#### Requirement
Copy the entries character for character.

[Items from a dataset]
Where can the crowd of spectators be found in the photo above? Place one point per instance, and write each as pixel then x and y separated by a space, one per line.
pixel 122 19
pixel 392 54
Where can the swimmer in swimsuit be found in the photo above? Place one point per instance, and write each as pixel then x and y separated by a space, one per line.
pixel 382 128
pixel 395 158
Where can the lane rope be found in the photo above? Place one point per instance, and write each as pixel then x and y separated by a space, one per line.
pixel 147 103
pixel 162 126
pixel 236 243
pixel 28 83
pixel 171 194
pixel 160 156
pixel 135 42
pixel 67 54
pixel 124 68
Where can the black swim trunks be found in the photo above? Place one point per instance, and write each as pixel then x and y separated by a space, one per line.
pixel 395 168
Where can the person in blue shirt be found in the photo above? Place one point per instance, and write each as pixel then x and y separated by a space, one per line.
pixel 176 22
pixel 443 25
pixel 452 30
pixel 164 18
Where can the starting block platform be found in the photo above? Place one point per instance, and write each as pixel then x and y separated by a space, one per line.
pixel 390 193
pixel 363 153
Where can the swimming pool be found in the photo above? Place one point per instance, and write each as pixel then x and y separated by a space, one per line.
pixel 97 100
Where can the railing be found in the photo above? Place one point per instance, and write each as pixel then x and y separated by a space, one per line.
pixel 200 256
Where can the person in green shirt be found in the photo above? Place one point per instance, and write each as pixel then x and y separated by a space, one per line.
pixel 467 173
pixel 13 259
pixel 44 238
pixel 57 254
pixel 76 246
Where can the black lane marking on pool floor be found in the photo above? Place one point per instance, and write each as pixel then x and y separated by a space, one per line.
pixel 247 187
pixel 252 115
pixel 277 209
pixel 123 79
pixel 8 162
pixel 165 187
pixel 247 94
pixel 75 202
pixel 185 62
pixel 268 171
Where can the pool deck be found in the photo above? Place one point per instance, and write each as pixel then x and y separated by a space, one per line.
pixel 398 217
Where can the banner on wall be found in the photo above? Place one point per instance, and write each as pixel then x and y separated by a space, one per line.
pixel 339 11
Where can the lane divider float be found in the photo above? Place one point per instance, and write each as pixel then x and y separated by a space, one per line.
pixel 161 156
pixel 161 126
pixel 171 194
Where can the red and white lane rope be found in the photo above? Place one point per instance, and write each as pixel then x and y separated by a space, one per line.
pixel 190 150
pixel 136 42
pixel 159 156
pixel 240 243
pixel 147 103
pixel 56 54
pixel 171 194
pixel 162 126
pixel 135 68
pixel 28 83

#### Answer to the problem
Where can the crowd of spectators be found in the photo above? Place one point per instance, and write each as pixel then x and y separated by a space, one per line.
pixel 122 19
pixel 392 54
Where can the swimmer in swimsuit be found in the photo above? Place one point per instance, and write each as pixel then x and y separated by a space, one per line.
pixel 382 128
pixel 395 158
Where can the lane rope be found in the photo above? Place one point per instance, and write each as pixel then x and y separated by a space, one per line.
pixel 147 103
pixel 162 126
pixel 236 243
pixel 28 83
pixel 171 194
pixel 160 156
pixel 135 42
pixel 67 54
pixel 124 68
Where can the black swim trunks be found in the photo above? Place one point per instance, and write each as pixel then x and y separated by a space, one per line.
pixel 395 168
Where can the person in blue shirt be found in the photo above? Place one point per instance, and write each as pixel then x and y separated by a space, one per line.
pixel 176 22
pixel 443 25
pixel 452 30
pixel 164 18
Where can the starting block platform be found in the photo above? Place one point per instance, and write each as pixel then x and y separated by a space, one per line.
pixel 390 193
pixel 363 153
Where can the swimming pool be found in the photo above? Place one point per instance, and write each as pixel then x and y separated by a space, one per line.
pixel 97 100
Where can the railing be found in the photo above? Place one point per instance, and write each as pixel then x and y separated by a space, one per line.
pixel 200 256
Where can the person in green shirt be found in the photo above? Place one point per instance, and write each as pixel then x and y separated by a space, one per line.
pixel 467 173
pixel 13 259
pixel 44 238
pixel 57 254
pixel 76 246
Where can the black lane marking on pool floor be found in the photo above? Place one point per instance, and write each as pixel then x and y separated by a space, one per line.
pixel 247 187
pixel 252 115
pixel 277 209
pixel 123 79
pixel 8 162
pixel 165 187
pixel 247 94
pixel 75 202
pixel 185 62
pixel 268 171
Where can the pool deck be found in the photo above? Place one point per instance, and write each as pixel then x and y separated by a space, one per line.
pixel 398 217
Where can the banner on wall be found in the photo above? Place one point per instance, and write each as pixel then x and y separated by a space, one per line.
pixel 339 11
Where can the lane divider float be found in the photo above? Place one point per instance, and write each as pixel then x and y separated by a space, one per line.
pixel 161 156
pixel 161 126
pixel 171 194
Where can the red and white lane rope be found in the photo above? Place one point per instance, and write each as pixel then x and y separated by a space, one per line.
pixel 190 150
pixel 136 42
pixel 159 156
pixel 240 243
pixel 147 103
pixel 56 54
pixel 171 194
pixel 162 126
pixel 135 68
pixel 28 83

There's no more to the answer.